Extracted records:
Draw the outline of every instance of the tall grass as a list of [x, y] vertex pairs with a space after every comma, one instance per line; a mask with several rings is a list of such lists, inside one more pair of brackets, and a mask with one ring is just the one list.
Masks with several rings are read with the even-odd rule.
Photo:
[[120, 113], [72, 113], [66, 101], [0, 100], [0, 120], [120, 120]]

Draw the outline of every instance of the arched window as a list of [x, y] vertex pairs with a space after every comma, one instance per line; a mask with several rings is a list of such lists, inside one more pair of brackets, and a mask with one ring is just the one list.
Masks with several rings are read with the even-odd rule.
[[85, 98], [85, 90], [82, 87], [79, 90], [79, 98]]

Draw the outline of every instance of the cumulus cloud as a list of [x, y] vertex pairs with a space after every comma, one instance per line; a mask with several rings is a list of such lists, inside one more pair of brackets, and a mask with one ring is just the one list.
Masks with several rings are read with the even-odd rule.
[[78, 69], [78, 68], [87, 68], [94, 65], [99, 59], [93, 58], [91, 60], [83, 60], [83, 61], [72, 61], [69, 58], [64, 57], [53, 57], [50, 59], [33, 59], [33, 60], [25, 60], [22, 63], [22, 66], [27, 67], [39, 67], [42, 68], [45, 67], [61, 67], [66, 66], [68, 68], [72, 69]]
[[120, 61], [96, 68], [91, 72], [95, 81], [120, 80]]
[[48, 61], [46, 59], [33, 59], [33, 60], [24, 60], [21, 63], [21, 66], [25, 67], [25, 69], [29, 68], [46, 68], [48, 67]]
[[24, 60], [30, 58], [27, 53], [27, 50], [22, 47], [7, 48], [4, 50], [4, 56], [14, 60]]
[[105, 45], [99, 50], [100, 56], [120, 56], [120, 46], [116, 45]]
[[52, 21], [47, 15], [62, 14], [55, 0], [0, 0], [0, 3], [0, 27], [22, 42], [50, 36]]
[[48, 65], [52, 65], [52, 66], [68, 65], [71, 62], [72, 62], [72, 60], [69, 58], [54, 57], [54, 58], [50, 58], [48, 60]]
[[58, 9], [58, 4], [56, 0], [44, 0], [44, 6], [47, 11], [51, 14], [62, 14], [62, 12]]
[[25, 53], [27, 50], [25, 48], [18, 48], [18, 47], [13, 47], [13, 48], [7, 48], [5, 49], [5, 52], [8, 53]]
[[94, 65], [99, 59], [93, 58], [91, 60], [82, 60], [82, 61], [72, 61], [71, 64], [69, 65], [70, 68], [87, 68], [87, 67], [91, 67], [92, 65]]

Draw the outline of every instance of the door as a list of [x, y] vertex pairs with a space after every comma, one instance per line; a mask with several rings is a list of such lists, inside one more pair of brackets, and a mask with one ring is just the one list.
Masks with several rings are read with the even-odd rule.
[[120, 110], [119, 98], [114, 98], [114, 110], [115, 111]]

TO DO: Look through the data above for the word "vertex". Report each line where it occurs.

PROBLEM SOLUTION:
Draw the outline of every instance of the tall grass as a list of [x, y] vertex pairs with a space after every comma, one instance per line; a mask with several rings is a list of such lists, inside one more pair of brackets, and a mask with one ring is just the one list.
Draw the outline of every instance of the arched window as a list of [x, y] vertex pairs with a space after every comma, one instance per line; a mask with several rings is a list of such lists, inside one more pair of brackets, and a mask with one ring is just the one list.
Draw the outline of every instance of the cumulus cloud as a list of [x, y] vertex pairs with a space after every comma, one instance per line; a mask with several rings is a list of such lists, inside one more pair of brackets, and a mask with one ring is just the one list.
Draw the outline of every instance of the door as a list of [x, y] vertex pairs with a space after every comma, one instance per line; a mask with several rings is a list of such lists, inside one more pair of brackets, and a mask with one ring is just the one list.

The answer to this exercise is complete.